## Arbeitsauftrag
Ersetzen Sie im gesamten Material jedes „photograph“ durch „image“ und übernehmen Sie alle Zeilen sonst unverändert. Die Bilder lassen Sie in Ihrer Wiedergabe weg.

## Entnommenes Material
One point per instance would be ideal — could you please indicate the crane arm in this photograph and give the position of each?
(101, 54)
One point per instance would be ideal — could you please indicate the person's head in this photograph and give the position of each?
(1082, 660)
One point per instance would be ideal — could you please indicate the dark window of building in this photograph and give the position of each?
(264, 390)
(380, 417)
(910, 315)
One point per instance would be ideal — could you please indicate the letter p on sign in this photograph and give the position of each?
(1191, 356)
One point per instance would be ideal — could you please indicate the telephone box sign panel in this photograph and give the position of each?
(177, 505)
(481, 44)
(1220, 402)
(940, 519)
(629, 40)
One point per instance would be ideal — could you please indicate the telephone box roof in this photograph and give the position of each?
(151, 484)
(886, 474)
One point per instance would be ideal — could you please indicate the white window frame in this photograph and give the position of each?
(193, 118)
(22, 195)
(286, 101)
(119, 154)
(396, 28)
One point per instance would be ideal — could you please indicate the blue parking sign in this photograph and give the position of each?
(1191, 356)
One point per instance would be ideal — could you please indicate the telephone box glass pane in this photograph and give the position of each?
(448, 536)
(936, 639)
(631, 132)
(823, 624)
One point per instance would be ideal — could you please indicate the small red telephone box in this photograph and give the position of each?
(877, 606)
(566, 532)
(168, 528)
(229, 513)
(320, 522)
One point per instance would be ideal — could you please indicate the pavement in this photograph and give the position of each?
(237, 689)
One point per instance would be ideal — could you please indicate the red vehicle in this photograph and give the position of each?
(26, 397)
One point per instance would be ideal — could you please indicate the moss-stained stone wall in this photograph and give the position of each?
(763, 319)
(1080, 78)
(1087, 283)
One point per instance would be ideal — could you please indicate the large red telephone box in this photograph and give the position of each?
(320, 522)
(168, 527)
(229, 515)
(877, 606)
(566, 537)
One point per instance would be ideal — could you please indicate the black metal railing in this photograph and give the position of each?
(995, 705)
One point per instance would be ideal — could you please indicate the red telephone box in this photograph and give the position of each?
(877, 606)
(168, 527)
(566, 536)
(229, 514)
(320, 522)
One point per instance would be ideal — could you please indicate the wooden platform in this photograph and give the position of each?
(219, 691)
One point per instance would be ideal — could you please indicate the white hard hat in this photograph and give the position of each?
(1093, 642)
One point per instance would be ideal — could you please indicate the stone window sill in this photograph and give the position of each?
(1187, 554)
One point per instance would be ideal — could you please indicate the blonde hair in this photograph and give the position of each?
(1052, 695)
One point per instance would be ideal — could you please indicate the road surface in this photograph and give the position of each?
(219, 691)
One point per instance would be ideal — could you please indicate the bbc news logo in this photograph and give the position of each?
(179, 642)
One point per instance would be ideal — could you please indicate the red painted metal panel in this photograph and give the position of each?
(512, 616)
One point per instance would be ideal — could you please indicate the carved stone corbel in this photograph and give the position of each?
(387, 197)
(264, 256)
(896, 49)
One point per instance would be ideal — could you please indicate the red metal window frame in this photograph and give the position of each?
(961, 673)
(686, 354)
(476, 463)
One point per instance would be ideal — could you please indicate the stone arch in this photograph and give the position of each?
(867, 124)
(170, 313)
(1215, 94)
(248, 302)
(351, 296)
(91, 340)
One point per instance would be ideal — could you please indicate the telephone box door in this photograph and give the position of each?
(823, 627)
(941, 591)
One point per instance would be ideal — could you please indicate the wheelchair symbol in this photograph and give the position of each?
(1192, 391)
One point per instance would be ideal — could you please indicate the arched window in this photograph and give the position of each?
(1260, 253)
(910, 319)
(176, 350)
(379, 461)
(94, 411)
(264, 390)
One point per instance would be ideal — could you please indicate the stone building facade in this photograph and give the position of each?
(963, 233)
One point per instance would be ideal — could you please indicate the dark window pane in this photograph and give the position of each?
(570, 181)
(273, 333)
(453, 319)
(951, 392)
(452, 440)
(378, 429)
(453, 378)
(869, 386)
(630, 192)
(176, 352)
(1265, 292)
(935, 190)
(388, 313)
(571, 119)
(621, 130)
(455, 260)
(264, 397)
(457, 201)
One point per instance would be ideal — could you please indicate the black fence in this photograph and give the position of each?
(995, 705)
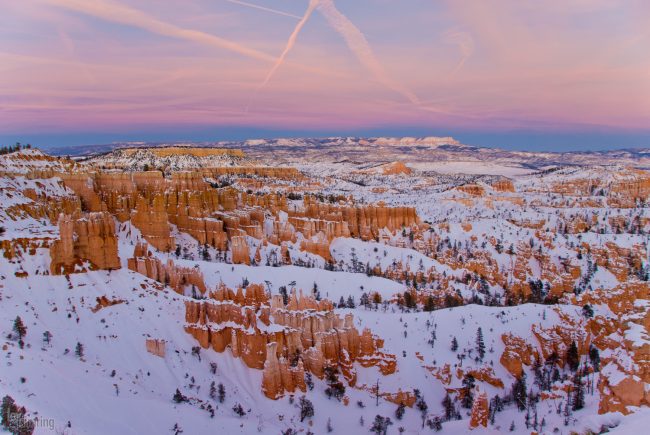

## Lösung der Aufgabe
One point per instance would be ideal — could you please indicate the crane arm in this image and give the position of each?
(101, 54)
One point per instance would be ideal — could you please indicate the person's head in this image and give the position of each?
(1082, 660)
One point per instance would be ideal — could you please indicate the dark window of building in this image and give the position of each?
(264, 390)
(380, 417)
(910, 315)
One point per instance would be ideal — could you please indicate the letter p on sign in this image and give the position of each?
(1191, 356)
One point per instance would be ideal — could you please indicate the telephone box sign panel in this image and give the position of each?
(177, 505)
(481, 44)
(1220, 402)
(940, 519)
(629, 40)
One point per instance would be ideal — could you please indicate the telephone box roof in this image and give the position of each?
(151, 484)
(886, 474)
One point per instance would be ideal — could you please indicate the white window frame in this image and give the position of each?
(193, 118)
(22, 195)
(286, 101)
(119, 154)
(396, 28)
One point per instance would be ideal — could you please indicate the blue parking sign in this image and give the position of each?
(1191, 356)
One point per instance would be ideal — could you please indicate the telephone box glass pane in this image and give the position of each?
(448, 536)
(936, 639)
(631, 132)
(823, 624)
One point per instance would be ideal — could you please indicate the small red telephone box in this image and give the position of each?
(877, 606)
(566, 532)
(168, 528)
(229, 513)
(320, 522)
One point per instance would be ideal — could you please indicate the pavement in this image and give the position of each?
(237, 689)
One point per instance would be ideal — could you please indicate the red vehicle in this image and give the position of each?
(26, 397)
One point per instance would be ideal — could you please indicate the moss-stained stone wall in this image and give the position of each?
(763, 319)
(1080, 78)
(1087, 283)
One point per instance would be ideal — could you please indicate the large red telephone box in this image and give the position of each?
(320, 522)
(168, 527)
(229, 515)
(877, 606)
(566, 537)
One point per instance would be ideal — could you please indicate the black metal railing in this image and give the position of each?
(995, 705)
One point per instance would be ideal — could you please indicate the red telephone box in this image and give the position of each?
(877, 606)
(168, 527)
(566, 536)
(229, 514)
(320, 522)
One point per instance would be ideal — could you please indicate the wooden platform in this image and give the position of each?
(219, 691)
One point per instance would be ideal — could you please indicate the white hard hat in this image and give the position of each?
(1093, 642)
One point per instance would be ideal — could you please indicate the stone window sill in this image and give the position of each?
(1187, 554)
One point per instance would be ideal — could you please indicate the blonde hair in this image and give the position of each?
(1052, 695)
One point per instance would be ideal — could you please indicate the road surface in this image and give the position of each?
(219, 691)
One point per instance would be ideal — could you please indicate the bbc news logo in this image and give the position of each?
(179, 642)
One point per instance would be ideal — could you please indicate the red painted metal panel in this image and give the position of each?
(512, 616)
One point per instance would be ideal — could you please indicate the carved stone corbel in this image and give the position of each?
(387, 197)
(264, 256)
(896, 49)
One point per instance would be ideal — could you please indicate the red metal window frame in this image and give the position of each?
(961, 673)
(686, 354)
(476, 463)
One point per instance would be ideal — could you please indicate the stone arch in this image and give the position of each?
(867, 124)
(170, 313)
(1215, 94)
(248, 302)
(351, 296)
(91, 340)
One point per instance would be ideal — could you please indicate the telephone box door in this image and give the position of each?
(823, 627)
(941, 591)
One point per instance would be ideal — could you please indicate the wheelchair symbol in this image and give the position of each?
(1192, 391)
One point per instance would be ideal — could you please indicate the arched window in this image and give the position of each?
(1260, 253)
(910, 319)
(176, 350)
(379, 461)
(94, 411)
(264, 390)
One point per instance would be ideal — could you please indicate the stone building facade in this image and give the position of each?
(963, 233)
One point per instance would be ideal — could you please indicate the dark window pane in this image and give the position of each?
(570, 181)
(273, 333)
(453, 319)
(951, 392)
(452, 440)
(378, 429)
(453, 378)
(869, 386)
(630, 192)
(176, 352)
(1265, 292)
(935, 190)
(388, 313)
(571, 119)
(621, 130)
(455, 260)
(264, 397)
(457, 201)
One point per instance would be ideal — could you please indicate the black fence in this image and give the position of each?
(995, 705)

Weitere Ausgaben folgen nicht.